_Raw data:_
** BEGIN **

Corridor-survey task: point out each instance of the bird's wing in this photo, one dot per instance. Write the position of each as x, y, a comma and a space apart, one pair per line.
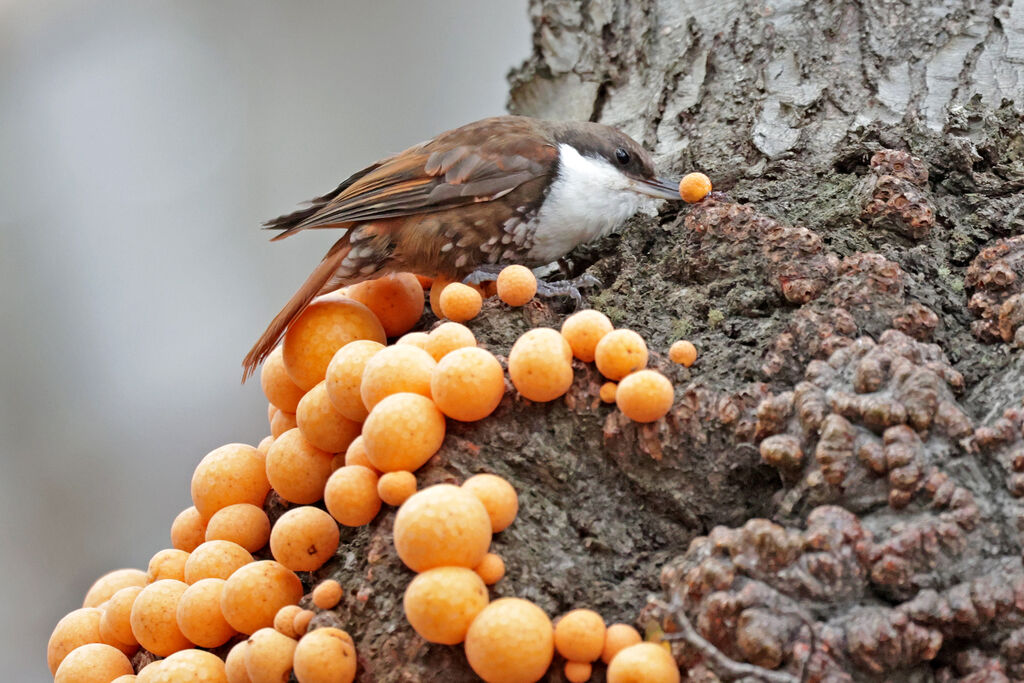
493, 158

** END **
** BEGIN **

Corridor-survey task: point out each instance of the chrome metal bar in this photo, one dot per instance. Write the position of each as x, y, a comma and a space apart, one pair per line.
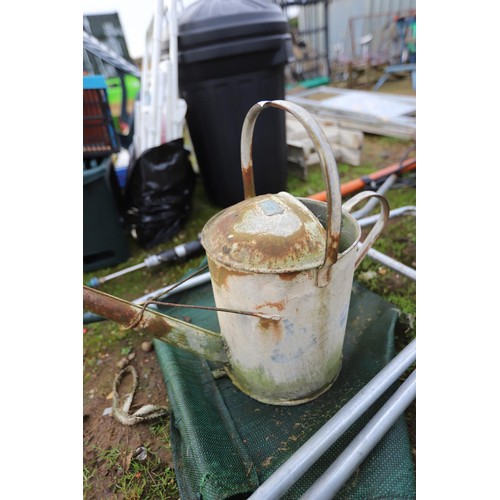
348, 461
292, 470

** END **
** BEGIN **

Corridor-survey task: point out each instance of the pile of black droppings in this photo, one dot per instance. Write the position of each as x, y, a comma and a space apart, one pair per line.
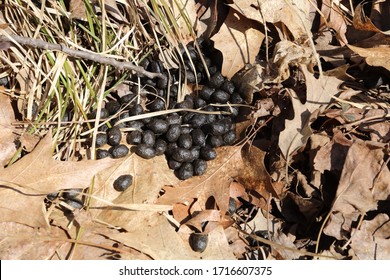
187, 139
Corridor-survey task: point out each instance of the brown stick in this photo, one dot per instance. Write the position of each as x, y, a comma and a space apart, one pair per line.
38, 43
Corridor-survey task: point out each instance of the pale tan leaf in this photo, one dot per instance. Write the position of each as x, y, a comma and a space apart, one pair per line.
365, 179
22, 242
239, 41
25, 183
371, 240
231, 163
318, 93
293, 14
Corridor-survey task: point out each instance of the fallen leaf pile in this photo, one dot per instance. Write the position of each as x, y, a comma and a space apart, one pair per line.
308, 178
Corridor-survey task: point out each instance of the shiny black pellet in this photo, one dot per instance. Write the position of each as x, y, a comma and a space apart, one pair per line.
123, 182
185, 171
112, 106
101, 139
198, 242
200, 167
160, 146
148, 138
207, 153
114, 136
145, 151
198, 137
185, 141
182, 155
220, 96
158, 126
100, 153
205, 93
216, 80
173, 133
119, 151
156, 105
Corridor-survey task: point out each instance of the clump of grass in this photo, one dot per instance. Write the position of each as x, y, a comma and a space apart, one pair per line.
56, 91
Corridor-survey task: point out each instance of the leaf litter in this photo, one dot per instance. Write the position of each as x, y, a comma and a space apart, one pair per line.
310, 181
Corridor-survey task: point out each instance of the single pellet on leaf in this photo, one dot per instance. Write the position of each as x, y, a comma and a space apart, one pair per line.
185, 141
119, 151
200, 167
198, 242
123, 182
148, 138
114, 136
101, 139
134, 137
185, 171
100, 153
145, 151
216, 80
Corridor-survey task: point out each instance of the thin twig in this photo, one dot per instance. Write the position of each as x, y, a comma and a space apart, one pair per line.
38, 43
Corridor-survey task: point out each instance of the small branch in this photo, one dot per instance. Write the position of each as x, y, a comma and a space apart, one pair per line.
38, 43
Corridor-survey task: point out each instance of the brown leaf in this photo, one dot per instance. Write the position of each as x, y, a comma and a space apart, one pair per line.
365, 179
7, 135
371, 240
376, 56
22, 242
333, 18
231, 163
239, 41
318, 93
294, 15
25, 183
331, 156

** END **

_Task instructions:_ Count the lines in the items above that contain the string "black", matching case exactly, and reply with only that number.

_Solution for this task:_ 2